Pictures are to be left out, and every entry repeated exactly.

Region pointing data:
━━━━━━━━━━━━━━━━━━━━
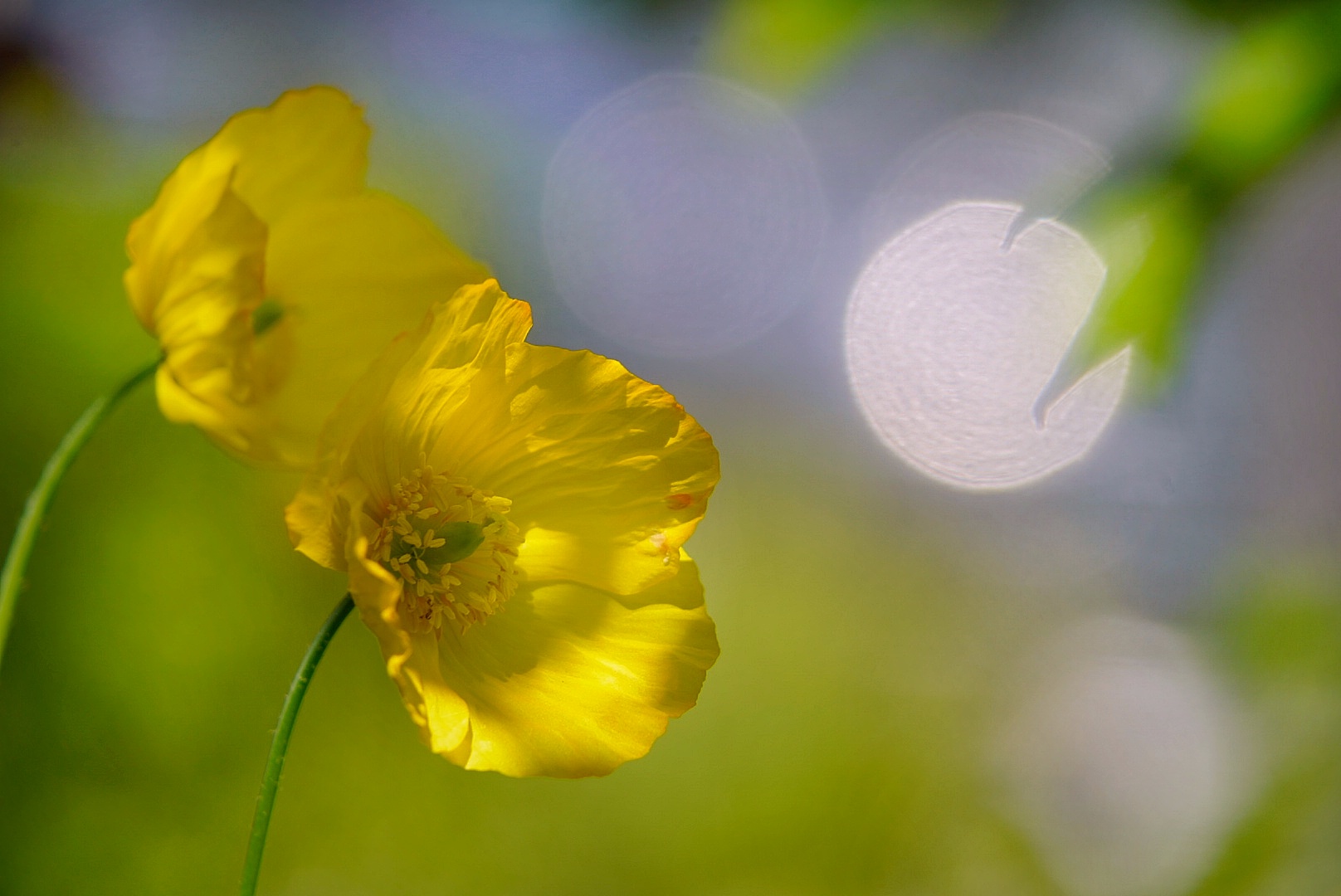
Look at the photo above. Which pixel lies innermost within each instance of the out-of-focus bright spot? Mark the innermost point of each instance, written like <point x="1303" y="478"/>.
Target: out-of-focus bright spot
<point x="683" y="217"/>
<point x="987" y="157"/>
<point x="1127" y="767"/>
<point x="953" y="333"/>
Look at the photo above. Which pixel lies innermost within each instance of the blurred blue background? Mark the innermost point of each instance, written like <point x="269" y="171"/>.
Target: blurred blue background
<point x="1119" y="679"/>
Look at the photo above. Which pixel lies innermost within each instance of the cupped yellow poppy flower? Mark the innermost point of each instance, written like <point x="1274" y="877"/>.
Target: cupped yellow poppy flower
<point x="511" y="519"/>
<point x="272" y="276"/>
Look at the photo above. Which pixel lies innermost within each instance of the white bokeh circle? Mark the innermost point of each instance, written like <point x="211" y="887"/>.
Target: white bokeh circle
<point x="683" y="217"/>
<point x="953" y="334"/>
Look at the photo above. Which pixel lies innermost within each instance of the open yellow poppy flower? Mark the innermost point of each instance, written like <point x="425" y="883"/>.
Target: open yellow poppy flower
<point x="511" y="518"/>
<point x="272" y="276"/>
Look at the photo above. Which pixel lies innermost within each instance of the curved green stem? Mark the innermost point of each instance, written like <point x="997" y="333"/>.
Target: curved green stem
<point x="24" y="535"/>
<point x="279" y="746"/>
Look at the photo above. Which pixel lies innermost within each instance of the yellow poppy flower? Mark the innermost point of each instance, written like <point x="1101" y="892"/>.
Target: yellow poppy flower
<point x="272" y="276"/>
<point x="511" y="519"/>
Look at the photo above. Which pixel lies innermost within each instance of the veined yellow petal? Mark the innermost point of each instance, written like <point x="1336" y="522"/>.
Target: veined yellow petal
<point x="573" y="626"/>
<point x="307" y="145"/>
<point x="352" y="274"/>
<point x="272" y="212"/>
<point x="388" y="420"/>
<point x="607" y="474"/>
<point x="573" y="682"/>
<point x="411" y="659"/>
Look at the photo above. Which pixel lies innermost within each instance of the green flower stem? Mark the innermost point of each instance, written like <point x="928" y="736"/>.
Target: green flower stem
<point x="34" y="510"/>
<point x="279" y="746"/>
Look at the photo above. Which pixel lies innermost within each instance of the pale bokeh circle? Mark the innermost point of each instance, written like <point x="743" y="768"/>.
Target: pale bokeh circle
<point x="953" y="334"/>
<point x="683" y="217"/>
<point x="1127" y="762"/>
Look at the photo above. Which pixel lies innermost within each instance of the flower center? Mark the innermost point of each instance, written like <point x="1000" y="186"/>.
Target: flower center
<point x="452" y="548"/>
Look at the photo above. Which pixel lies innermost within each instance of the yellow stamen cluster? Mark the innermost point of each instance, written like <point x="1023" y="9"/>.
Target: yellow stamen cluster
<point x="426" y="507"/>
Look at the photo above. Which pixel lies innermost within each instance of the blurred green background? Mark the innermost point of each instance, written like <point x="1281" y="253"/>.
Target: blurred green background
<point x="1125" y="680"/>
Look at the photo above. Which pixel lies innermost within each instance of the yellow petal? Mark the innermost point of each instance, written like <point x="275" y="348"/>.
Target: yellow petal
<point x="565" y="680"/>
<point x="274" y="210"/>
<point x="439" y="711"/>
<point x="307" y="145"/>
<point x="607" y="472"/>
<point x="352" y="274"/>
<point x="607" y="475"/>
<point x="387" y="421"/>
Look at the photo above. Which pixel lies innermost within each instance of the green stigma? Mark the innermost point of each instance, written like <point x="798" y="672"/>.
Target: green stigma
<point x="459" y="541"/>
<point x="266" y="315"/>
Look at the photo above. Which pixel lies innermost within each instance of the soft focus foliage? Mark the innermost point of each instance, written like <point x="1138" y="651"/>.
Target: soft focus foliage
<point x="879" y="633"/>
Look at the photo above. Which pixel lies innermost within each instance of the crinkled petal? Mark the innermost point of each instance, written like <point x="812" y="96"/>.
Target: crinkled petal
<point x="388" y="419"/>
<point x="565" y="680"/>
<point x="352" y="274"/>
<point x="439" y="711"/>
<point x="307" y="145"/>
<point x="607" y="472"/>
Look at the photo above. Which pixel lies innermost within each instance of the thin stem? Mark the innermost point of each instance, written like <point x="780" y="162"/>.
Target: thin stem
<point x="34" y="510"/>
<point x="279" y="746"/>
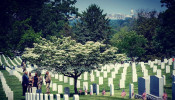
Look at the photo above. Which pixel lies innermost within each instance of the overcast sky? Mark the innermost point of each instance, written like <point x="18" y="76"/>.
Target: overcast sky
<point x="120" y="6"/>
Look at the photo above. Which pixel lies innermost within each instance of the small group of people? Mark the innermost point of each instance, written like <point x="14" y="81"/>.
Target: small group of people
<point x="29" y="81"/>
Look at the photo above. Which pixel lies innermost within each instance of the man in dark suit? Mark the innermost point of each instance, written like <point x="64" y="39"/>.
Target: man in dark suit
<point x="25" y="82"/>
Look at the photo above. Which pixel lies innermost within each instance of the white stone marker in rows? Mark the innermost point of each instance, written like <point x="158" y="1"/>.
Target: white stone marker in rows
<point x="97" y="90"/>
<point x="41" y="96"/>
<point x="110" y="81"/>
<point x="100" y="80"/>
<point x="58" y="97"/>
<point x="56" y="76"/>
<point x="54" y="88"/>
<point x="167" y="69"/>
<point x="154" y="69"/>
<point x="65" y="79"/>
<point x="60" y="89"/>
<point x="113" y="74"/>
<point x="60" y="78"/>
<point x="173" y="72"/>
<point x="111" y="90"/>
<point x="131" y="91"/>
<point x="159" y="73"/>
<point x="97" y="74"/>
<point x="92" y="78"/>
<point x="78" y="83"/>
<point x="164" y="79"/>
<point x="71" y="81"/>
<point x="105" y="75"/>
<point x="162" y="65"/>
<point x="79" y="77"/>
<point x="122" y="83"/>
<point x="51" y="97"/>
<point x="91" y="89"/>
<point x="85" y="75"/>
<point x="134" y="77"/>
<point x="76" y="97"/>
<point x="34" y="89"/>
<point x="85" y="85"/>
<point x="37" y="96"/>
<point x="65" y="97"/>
━━━━━━━━━━━━━━━━━━━━
:: Solution for this task ::
Look at the photo above. Which pixel lies innermost within each instance of the out-of-focus bright spot? Mark the innermost point of each instance, written like <point x="1303" y="478"/>.
Target: out-of-focus bright spot
<point x="683" y="217"/>
<point x="987" y="157"/>
<point x="1127" y="767"/>
<point x="953" y="333"/>
Look at the photo above. Which pixel lies innermost within each instance of the blurred blue background? Mark the innermost point of each instance, written like <point x="269" y="171"/>.
Target: blurred blue background
<point x="1119" y="679"/>
Look at the photo above. Which pixel lies innermost within each instance of the cupped yellow poppy flower? Mark the innermost point of each instance, written like <point x="1274" y="877"/>.
Target: cupped yellow poppy flower
<point x="511" y="519"/>
<point x="272" y="276"/>
Look at the photo above. Which pixel lies innermost within each instance of the white bokeh circle? Mark the innermost point of each instance, written like <point x="211" y="887"/>.
Target: white bokeh circle
<point x="683" y="217"/>
<point x="953" y="334"/>
Look at the photo above. Which pixel lies innermost within each instance of the open yellow poppy flower? Mark the innermost point of each instance, written like <point x="425" y="883"/>.
Target: open yellow poppy flower
<point x="511" y="518"/>
<point x="272" y="276"/>
Look at the photo above. Which pixel lies innermost within each instance of the curved green stem? Mark the innermost point of each instance, written like <point x="997" y="333"/>.
Target: curved green stem
<point x="24" y="535"/>
<point x="279" y="746"/>
Look at the photo above. Which pixel lies innermost within each instance of the yellow poppy flower? Mark the innermost point of each instance, written like <point x="1101" y="892"/>.
Target: yellow poppy flower
<point x="272" y="276"/>
<point x="511" y="519"/>
Look at the photo above. Which pixel lies innermost within each instance of the veined yellow petal? Mark the innermost point of each instance, written like <point x="1336" y="522"/>.
Target: veined yellow petal
<point x="573" y="626"/>
<point x="307" y="145"/>
<point x="352" y="274"/>
<point x="272" y="212"/>
<point x="388" y="420"/>
<point x="607" y="474"/>
<point x="573" y="682"/>
<point x="411" y="659"/>
Look at the photo above. Which pixel lies innermost within each instance of the green flower stem? Mark the innermost point of each instance, written like <point x="928" y="736"/>.
Target: green flower stem
<point x="34" y="510"/>
<point x="279" y="746"/>
Look at the photo above. Which pixel lies innermost within each instance of the pale bokeh circle? Mark the innermost point of each instance, written like <point x="743" y="768"/>.
Target: pale bokeh circle
<point x="953" y="334"/>
<point x="683" y="217"/>
<point x="1127" y="762"/>
Look at the photo above. Which pixel lies innermost within each instance of the flower center? Mark the innermost point of each instance, written like <point x="1000" y="186"/>.
Target: flower center
<point x="452" y="548"/>
Look at the photo above. Which pixel lies innermost within each instance of the yellow stamen cluster? Mark the innermost point of each instance, written like <point x="1023" y="9"/>.
Target: yellow stamen cluster
<point x="426" y="507"/>
Look at the photo above. Which pixel lies innermost within each instance of the blurred green background? Mark the innermost point of each instance, written like <point x="1281" y="253"/>.
Target: blurred green background
<point x="1125" y="680"/>
Look at the photo above. Which pixel lies innermost within each instance of the yellow petal? Mark the innermost point of each instance, written like <point x="275" y="348"/>.
Target: yellow petal
<point x="565" y="680"/>
<point x="274" y="210"/>
<point x="439" y="711"/>
<point x="307" y="145"/>
<point x="607" y="472"/>
<point x="352" y="274"/>
<point x="607" y="475"/>
<point x="387" y="421"/>
Look at the photo above. Which pixel lies innermost within each instance of the green stigma? Mark the innermost point of each instance, written like <point x="798" y="672"/>.
Target: green stigma
<point x="459" y="541"/>
<point x="266" y="315"/>
Look at the photo above. Which pixel lies innermost within each instance of the soft focus foliage? Mark the innermost point of each instance, written like <point x="1138" y="651"/>.
Target: soft focus foliage
<point x="879" y="633"/>
Look at the photo above. Which pixel lies innermost within each instance of the crinkled petal? Mark the innermost point of each instance, written like <point x="812" y="96"/>.
Target: crinkled petal
<point x="388" y="419"/>
<point x="565" y="680"/>
<point x="352" y="274"/>
<point x="439" y="711"/>
<point x="307" y="145"/>
<point x="607" y="472"/>
Look at the photo above. Which pixel lies innermost within each instance of the thin stem? Mark the innermost point of each instance, written like <point x="780" y="162"/>.
Target: thin stem
<point x="34" y="510"/>
<point x="279" y="746"/>
Look at the photo above. Which pixel lies innermost within each instance of the overcast sky? Mark the innermost point of each instance, written like <point x="18" y="76"/>.
Target: overcast sky
<point x="120" y="6"/>
Look at the photo above. Which pixel lies innermost within each instance of the small group of people? Mark the innermost point of each instance, written like <point x="14" y="81"/>.
Target: small group of people
<point x="29" y="81"/>
Look at the photo above. Which pixel lies innermost within each instance of the man in dark suit? Mark the innermost point of each instance, written like <point x="64" y="39"/>.
Target: man in dark suit
<point x="25" y="82"/>
Look at the photo above. Which pixel lies innermost within each instance of the white stone marker in rows? Mark the innermost point of each instance, written like <point x="158" y="1"/>.
Target: white stone marker in rows
<point x="97" y="90"/>
<point x="41" y="96"/>
<point x="110" y="81"/>
<point x="100" y="80"/>
<point x="58" y="97"/>
<point x="56" y="76"/>
<point x="54" y="88"/>
<point x="167" y="69"/>
<point x="154" y="69"/>
<point x="65" y="79"/>
<point x="60" y="89"/>
<point x="113" y="74"/>
<point x="60" y="78"/>
<point x="173" y="72"/>
<point x="111" y="90"/>
<point x="131" y="91"/>
<point x="159" y="73"/>
<point x="97" y="74"/>
<point x="92" y="78"/>
<point x="78" y="83"/>
<point x="164" y="79"/>
<point x="71" y="81"/>
<point x="105" y="75"/>
<point x="162" y="65"/>
<point x="79" y="77"/>
<point x="122" y="83"/>
<point x="51" y="97"/>
<point x="91" y="89"/>
<point x="85" y="75"/>
<point x="134" y="77"/>
<point x="76" y="97"/>
<point x="34" y="89"/>
<point x="85" y="85"/>
<point x="37" y="96"/>
<point x="65" y="97"/>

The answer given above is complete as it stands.